Exercise => Pick out every line below that contains the word "hood", with case counting.

──────── Exercise data

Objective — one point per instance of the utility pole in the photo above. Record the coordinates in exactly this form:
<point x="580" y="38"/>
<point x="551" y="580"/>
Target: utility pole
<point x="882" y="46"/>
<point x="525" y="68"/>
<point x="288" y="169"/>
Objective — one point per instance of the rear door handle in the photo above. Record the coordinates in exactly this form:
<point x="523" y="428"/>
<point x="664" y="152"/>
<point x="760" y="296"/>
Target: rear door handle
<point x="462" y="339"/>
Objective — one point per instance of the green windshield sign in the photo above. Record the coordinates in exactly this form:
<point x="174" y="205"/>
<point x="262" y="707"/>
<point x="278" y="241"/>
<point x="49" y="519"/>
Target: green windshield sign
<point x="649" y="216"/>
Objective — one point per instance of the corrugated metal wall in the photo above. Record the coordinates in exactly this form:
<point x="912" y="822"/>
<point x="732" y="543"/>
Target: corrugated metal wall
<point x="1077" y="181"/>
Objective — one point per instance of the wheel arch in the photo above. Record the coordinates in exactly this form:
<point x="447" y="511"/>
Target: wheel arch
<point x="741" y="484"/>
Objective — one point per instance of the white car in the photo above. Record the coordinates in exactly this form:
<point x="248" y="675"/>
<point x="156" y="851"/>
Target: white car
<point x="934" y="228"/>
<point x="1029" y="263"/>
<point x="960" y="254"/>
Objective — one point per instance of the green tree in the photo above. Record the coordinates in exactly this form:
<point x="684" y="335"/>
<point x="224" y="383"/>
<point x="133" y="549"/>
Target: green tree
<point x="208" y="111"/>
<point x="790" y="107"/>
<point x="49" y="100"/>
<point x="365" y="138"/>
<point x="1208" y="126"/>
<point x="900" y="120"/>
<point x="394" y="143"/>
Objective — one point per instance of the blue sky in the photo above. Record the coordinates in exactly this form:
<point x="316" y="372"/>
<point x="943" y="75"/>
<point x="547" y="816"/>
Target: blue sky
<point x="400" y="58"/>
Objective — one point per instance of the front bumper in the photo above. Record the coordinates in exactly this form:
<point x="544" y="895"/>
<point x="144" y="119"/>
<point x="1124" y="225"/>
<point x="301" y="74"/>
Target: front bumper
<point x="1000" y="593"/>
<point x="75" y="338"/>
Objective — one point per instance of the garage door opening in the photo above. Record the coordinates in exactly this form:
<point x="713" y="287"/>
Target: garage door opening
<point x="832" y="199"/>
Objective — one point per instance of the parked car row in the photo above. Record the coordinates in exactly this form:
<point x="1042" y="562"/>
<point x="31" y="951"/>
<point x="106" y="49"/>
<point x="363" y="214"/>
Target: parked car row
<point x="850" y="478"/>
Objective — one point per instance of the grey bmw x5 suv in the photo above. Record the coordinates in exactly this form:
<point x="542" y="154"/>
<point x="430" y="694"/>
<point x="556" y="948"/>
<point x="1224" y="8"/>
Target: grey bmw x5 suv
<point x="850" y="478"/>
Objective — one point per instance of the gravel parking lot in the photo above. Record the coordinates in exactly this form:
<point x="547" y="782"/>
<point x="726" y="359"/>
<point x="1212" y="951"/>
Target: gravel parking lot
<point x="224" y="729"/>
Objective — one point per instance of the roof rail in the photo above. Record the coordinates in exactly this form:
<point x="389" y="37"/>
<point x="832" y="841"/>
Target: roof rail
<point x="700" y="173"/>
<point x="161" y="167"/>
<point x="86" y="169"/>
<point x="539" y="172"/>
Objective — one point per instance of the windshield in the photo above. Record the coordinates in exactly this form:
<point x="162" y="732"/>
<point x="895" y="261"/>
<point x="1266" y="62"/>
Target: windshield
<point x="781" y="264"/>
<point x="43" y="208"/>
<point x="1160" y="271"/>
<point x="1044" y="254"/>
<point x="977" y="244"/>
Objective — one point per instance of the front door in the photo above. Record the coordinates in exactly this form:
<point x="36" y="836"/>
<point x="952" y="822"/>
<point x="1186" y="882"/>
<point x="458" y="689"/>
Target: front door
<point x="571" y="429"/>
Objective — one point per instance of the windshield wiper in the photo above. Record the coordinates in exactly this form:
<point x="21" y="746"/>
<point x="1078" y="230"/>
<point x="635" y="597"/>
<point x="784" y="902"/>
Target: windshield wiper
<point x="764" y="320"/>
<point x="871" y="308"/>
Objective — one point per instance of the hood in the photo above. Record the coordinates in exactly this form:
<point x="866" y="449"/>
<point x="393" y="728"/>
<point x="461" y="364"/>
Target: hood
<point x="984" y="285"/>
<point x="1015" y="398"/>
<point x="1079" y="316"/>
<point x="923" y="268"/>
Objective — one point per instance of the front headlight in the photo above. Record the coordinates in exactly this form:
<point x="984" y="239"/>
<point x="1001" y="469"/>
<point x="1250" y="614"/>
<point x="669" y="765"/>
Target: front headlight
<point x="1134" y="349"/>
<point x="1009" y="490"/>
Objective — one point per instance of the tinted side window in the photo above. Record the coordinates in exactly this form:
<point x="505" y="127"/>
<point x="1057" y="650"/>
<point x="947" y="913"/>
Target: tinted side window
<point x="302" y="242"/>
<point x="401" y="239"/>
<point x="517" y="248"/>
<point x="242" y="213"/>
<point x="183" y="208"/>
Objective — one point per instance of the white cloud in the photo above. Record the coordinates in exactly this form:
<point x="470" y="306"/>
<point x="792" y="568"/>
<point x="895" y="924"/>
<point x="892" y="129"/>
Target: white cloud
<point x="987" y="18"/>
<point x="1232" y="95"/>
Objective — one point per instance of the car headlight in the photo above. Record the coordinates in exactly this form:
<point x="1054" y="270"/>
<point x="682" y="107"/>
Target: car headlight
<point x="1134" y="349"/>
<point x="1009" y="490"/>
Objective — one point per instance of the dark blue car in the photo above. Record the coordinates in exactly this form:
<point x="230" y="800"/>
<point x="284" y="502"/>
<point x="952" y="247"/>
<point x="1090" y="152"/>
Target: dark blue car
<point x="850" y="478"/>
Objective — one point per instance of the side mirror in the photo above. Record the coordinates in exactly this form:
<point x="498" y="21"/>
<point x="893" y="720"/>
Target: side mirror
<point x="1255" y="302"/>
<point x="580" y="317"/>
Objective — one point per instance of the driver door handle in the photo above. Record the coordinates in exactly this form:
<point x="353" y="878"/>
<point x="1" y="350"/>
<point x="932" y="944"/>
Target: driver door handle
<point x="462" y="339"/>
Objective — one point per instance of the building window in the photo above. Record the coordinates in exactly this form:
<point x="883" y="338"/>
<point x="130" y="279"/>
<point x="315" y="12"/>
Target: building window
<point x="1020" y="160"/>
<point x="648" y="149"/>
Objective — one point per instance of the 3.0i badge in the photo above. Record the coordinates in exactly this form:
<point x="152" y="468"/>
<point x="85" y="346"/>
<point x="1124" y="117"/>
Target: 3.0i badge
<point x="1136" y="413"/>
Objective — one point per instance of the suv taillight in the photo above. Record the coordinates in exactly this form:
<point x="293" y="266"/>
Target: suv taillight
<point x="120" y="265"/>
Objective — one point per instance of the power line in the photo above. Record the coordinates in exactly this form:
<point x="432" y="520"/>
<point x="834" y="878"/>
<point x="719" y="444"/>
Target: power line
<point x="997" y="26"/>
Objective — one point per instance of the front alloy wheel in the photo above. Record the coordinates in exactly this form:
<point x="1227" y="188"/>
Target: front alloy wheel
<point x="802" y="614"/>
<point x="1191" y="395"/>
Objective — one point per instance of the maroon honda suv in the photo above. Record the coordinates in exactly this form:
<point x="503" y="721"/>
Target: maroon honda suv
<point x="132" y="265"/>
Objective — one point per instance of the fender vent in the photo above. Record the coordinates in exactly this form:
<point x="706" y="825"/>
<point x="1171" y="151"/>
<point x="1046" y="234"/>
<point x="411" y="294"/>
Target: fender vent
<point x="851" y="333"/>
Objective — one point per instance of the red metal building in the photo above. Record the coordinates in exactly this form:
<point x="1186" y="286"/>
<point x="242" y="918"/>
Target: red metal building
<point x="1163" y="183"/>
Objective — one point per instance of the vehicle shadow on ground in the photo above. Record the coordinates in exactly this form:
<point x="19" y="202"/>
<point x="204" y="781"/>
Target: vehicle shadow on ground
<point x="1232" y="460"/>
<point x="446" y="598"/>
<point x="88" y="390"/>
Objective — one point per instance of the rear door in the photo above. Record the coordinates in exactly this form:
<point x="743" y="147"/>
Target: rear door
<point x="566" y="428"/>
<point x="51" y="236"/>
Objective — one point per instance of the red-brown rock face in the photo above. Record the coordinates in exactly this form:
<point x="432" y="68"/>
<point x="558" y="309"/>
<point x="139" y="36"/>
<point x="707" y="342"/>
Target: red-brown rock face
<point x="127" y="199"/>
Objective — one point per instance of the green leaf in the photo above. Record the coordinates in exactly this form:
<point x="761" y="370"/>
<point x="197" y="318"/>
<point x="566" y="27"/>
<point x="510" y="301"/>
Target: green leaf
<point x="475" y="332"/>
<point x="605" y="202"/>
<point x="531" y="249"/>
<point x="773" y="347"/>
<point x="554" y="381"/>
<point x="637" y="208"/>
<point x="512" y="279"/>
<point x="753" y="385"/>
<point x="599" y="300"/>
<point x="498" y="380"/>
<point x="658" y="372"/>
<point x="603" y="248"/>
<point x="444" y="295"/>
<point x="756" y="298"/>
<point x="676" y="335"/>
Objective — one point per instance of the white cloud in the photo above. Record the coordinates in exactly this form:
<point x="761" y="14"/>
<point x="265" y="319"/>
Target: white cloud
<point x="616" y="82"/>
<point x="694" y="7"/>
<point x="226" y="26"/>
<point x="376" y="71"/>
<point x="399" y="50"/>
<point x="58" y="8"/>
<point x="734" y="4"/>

────────────────
──────── Exercise data

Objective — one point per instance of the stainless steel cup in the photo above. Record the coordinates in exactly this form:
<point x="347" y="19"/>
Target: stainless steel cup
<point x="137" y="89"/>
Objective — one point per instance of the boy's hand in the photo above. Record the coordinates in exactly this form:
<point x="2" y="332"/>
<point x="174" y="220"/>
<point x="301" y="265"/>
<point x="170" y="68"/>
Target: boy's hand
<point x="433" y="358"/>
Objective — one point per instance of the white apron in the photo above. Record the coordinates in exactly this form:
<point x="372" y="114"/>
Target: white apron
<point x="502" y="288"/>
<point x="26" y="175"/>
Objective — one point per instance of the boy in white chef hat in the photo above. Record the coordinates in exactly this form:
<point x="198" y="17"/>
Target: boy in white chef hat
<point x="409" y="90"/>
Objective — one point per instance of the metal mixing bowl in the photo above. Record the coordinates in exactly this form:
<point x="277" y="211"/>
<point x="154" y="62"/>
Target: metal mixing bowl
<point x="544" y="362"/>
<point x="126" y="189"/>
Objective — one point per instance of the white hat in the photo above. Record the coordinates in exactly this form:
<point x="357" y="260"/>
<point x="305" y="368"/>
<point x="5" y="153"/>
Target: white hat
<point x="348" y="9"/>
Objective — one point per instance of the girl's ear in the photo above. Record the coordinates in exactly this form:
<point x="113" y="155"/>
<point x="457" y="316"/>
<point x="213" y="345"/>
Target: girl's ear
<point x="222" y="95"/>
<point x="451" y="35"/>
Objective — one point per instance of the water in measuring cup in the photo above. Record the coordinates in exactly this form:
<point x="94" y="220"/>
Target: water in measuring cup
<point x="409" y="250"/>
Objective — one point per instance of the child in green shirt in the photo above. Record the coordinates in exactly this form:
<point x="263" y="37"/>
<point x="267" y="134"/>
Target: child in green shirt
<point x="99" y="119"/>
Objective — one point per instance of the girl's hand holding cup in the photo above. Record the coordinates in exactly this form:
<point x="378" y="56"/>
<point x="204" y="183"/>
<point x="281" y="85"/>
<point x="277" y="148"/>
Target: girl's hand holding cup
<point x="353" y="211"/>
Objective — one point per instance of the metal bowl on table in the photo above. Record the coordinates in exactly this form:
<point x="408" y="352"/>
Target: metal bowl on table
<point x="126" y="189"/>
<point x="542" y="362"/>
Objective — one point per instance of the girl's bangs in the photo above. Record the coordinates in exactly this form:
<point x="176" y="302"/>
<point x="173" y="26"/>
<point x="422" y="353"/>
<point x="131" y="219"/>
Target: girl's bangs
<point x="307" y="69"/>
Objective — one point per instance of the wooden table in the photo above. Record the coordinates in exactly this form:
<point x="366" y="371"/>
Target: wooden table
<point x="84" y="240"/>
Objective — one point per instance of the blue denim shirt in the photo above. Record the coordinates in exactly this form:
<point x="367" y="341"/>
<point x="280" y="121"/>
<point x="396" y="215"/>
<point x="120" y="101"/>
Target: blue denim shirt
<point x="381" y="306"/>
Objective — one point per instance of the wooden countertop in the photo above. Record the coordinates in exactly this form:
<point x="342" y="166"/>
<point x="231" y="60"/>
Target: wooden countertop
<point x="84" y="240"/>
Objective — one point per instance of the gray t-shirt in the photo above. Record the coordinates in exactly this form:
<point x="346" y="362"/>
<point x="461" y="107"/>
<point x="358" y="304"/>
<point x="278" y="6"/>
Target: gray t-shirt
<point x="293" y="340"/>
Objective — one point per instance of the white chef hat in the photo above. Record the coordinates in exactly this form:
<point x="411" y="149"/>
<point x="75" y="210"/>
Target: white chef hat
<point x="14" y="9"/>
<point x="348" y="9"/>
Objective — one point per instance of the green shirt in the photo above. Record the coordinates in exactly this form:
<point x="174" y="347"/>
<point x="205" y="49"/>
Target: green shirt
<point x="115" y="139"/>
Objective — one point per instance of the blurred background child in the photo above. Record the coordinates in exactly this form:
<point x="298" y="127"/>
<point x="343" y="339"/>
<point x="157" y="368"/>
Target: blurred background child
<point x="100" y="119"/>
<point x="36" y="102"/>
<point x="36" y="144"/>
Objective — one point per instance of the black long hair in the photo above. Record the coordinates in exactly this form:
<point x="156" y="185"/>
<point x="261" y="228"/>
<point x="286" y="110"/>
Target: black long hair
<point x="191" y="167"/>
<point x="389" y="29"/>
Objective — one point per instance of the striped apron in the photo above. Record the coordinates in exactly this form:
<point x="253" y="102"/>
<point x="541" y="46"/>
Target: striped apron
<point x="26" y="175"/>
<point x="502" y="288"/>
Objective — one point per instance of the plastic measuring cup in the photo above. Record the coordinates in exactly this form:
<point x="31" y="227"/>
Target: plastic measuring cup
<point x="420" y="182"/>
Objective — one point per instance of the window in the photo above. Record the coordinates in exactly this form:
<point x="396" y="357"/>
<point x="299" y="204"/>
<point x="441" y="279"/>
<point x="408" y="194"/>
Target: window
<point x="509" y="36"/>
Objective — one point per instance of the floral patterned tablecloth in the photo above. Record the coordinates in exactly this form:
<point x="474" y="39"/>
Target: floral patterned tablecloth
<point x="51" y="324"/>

────────────────

Correct output =>
Objective — one point per instance of the hood in the photo above. Record the coordinates in exactly this form:
Target: hood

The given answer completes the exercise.